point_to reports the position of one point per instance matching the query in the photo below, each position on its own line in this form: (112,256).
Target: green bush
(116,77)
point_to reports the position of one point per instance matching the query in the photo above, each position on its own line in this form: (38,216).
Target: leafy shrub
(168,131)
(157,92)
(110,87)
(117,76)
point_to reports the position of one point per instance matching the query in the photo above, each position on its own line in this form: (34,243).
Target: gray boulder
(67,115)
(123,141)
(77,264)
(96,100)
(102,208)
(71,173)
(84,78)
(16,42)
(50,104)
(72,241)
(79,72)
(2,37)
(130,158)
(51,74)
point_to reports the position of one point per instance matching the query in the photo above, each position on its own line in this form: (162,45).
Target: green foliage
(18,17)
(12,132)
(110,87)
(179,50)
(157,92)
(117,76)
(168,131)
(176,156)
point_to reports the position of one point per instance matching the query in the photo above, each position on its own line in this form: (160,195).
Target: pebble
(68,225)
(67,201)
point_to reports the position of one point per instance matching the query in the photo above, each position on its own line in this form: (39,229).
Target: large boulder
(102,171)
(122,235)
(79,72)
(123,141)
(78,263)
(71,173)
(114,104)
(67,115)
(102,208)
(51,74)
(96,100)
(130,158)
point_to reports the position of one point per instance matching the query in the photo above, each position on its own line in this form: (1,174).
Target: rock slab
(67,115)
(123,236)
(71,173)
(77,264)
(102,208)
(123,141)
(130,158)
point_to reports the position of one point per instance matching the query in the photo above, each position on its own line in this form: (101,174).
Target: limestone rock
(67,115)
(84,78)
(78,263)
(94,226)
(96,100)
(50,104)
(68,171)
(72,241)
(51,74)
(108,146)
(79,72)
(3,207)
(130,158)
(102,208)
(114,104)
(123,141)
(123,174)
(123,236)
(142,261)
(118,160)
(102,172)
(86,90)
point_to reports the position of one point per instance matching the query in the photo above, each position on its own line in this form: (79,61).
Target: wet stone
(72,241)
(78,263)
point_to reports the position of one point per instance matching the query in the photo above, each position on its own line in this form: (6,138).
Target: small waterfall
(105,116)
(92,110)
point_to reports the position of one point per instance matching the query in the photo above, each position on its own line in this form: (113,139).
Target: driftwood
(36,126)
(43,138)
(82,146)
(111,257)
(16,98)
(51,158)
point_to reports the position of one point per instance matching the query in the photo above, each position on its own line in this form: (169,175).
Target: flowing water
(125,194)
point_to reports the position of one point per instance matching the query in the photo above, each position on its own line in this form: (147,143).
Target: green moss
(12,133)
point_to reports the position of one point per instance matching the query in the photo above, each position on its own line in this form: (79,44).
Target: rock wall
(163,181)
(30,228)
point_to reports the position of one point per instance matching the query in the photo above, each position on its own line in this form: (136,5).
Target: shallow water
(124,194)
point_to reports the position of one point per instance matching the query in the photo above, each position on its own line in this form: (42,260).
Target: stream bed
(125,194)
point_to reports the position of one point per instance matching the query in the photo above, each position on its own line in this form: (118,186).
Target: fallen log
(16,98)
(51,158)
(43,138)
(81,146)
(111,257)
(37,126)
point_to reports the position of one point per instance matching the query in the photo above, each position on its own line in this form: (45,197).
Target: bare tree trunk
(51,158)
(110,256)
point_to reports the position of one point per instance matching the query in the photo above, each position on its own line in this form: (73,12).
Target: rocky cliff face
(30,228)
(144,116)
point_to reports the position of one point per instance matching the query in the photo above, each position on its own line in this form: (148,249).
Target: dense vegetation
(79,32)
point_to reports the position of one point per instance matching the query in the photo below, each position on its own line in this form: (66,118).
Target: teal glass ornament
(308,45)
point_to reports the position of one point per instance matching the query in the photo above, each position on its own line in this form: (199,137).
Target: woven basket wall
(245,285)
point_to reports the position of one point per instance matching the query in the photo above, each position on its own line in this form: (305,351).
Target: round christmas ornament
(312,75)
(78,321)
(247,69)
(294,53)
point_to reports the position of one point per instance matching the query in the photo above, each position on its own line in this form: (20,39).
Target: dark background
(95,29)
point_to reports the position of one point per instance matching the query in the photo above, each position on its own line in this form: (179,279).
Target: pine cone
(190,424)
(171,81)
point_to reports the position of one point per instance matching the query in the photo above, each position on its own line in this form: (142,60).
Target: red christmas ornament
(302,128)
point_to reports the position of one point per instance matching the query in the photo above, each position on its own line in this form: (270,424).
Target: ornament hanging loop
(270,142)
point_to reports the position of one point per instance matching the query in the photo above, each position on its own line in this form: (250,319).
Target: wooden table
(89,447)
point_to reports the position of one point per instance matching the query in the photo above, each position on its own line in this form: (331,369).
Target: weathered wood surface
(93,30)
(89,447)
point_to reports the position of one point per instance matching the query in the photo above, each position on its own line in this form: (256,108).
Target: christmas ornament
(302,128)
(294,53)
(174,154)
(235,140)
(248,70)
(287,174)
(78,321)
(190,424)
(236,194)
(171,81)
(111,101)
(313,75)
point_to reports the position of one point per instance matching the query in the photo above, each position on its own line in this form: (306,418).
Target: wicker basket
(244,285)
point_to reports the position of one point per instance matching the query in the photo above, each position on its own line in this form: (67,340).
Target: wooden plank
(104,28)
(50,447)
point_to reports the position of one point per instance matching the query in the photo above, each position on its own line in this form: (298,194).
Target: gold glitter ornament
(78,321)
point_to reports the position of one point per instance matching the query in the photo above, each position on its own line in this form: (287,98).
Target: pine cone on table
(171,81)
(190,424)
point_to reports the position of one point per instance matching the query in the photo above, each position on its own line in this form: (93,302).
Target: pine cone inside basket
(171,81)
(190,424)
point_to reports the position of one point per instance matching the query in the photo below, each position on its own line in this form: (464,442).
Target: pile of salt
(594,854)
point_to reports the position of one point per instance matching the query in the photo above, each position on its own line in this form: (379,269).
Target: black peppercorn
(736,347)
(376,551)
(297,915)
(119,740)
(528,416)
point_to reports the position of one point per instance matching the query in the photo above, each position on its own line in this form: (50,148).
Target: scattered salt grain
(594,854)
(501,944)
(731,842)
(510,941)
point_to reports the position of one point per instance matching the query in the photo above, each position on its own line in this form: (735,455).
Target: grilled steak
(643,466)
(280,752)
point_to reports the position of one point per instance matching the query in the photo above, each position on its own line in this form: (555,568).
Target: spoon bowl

= = =

● What you have to do
Rewrite the entries from the line containing "this form: (50,148)." through the end of the entries, both ends included, with the requests kept word for word. Scale every coordinate in the answers by 0.95, rounding to whole numbers with halves going up, and leave the numbers in the requests and their format samples unchanged.

● Task solution
point_to reports the position of one point per instance matching the query in the photo above, each position on its own line in this form: (50,148).
Target: scattered salt grain
(564,811)
(476,897)
(694,800)
(485,894)
point_to reports the position of one point per instance matching the query in the photo above, each position on its own line in this form: (735,455).
Target: grilled steak
(611,443)
(266,714)
point_to reports the position of one point per instance matching the query in the photo above, each position on its own line in this form: (555,568).
Target: spoon bowl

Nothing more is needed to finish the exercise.